*Assignment*:
Answer these questions using the column on Dublin and Longford:
(a) At which ground was the 2006 first-round Leinster Championship game against Longford played?
(b) How large was the deficit Longford turned around in Croke Park in 2005?
(c) Whose decision is it whether Dublin plays outside Croke Park?

*Document segment*:
- - -
Ciaran Whelan: Longford ultra-defensive system could be perfect early test for Dublin
I have a vivid memory of 2006 leaving Pearse Park after an uncomfortable win in the first round of the Leinster Championship against Longford.
Just glad to be back on the bus and on the road home there was a huge sense of relief that we had got out with a narrow victory. You could hear a pin drop on the bus all the way home as we waited in anticipation for the dreaded video session the following Tuesday night. We also knew what could have been that day and the potential shock that had just been avoided.
Longford had turned around a 19-point deficit in Croke Park in 2005 and had ran us to two points in a game we could have easily have lost. Games like that can prove to be a catalyst for teams and it probably served us better at the time going forward.
It is against this backdrop that the argument is still made for Dublin to play outside Croke Park.
However, that remains the decision of the Leinster Council and the counties in the province that voted on that decision. End of argument.
Looking ahead to this Sunday's clash in Croke Park, times have changed and both teams have evolved over the last few years.
- - -
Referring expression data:
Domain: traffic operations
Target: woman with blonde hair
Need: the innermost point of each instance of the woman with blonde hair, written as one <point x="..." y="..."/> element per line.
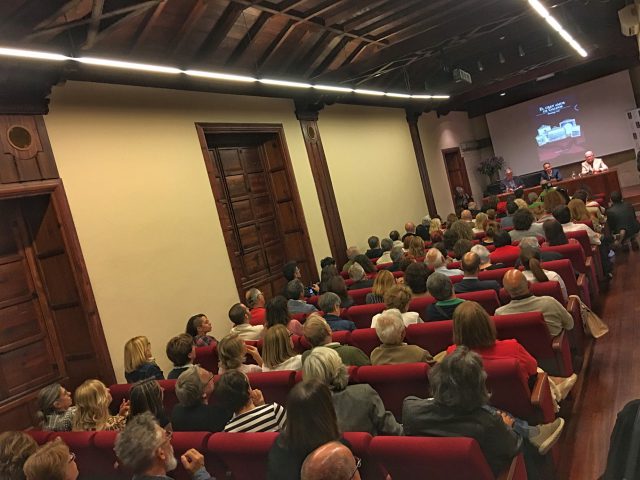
<point x="138" y="361"/>
<point x="277" y="351"/>
<point x="383" y="282"/>
<point x="92" y="400"/>
<point x="232" y="352"/>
- - -
*The completed task*:
(a) Pearse Park.
(b) 19 points.
(c) The Leinster Council and the counties in the province that voted on that decision.